» Trecho para leitura

---------------

De invisíveis a “selvagens”

De invisíveis a “selvagens”
Quase metade das famílias de povos indígenas vive em situação de vulnerabilidade social no RS. Foto: Guilherme Santos/Sul21

Será por acaso que muitos gaúchos e gaúchas ainda desconhecem a presença de povos originários no nosso estado ou tratam-lhes com desdém?

São 35 mil indígenas, residindo em 159 aldeias (54 são guaranis; 103 kaingangs, 1 charrua e 1 xokleng). Estão em 69 municípios e em todas as regiões do RS. Quase a metade das famílias (3.152), estão em vulnerabilidade social. Dentre essas, 120 em extrema vulnerabilidade. Isso, que os dados são de 2020 (SDR), o que certamente piorou com a pandemia.

Não é de hoje que a história oficial invisibiliza estes povos. A “descoberta” do Brasil, em 1500, por Pedro Alvares Cabral, ignorou a existência de milhares de etnias nativas. Cabe lembrar também que portugueses e espanhóis tiveram o apoio decisivo dos bandeirantes paulistas para saquear, violentar, escravizar e exterminar milhares de indígenas que fundaram o RS. Com a espada numa das mãos; e a cruz, na outra, menosprezaram diversas culturas deste e de outros continentes.

---------------

» Enunciado 1
Diga se cada afirmação concorda com o trecho sobre os povos indígenas do RS, respondendo sim ou não e citando as palavras decisivas: (a) há mais aldeias kaingangs do que guaranis no RS; (b) os dados de vulnerabilidade apresentados são de 2022; (c) os indígenas estão presentes em todas as regiões do RS.
» Enunciado 2
Responda, com base no trecho sobre os povos indígenas do RS:
(a) Quantos indígenas vivem no RS?
(b) Quantas famílias estão em extrema vulnerabilidade?
(c) Em que ano ocorreu a "descoberta" do Brasil mencionada?
» Enunciado 3
Por favor, liste todos os povos indígenas cujas aldeias no RS são contadas no trecho sobre os povos indígenas do RS.

» Dados para análise
---------------

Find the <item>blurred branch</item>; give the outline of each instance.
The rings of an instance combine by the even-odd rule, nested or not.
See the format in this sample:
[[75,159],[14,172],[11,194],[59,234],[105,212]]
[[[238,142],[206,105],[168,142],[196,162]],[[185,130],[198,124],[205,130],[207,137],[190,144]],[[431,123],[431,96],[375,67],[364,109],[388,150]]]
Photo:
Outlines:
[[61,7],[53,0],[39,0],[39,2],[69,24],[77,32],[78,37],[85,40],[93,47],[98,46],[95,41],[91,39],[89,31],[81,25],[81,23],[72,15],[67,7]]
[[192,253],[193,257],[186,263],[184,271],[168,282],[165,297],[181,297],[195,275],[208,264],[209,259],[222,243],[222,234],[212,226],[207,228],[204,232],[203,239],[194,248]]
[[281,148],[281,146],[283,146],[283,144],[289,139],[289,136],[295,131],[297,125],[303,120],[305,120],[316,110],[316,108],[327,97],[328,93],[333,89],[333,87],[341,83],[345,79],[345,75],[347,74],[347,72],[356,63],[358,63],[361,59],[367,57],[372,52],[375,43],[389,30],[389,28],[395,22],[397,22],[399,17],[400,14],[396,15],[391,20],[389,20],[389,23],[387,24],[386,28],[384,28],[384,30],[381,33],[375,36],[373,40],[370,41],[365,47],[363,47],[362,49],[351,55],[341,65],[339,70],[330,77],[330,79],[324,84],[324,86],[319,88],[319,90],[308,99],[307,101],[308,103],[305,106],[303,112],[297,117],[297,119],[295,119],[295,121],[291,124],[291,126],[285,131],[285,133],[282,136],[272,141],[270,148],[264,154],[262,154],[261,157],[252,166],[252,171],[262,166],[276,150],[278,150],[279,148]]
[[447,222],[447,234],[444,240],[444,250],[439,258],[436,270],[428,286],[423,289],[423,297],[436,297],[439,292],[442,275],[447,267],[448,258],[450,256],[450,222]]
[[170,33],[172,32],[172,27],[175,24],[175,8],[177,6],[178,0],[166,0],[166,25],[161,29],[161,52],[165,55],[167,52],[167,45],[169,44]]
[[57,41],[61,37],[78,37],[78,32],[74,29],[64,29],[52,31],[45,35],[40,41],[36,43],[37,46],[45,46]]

---------------

» Resposta escrita 1
(a) Sim: "54 são guaranis; 103 kaingangs".
(b) Não: "os dados são de 2020 (SDR)".
(c) Sim: "Estão em 69 municípios e em todas as regiões do RS".

» Resposta escrita 2
(a) 35 mil.
(b) 120.
(c) Em 1500.

» Resposta escrita 3
guaranis, kaingangs, charrua, xokleng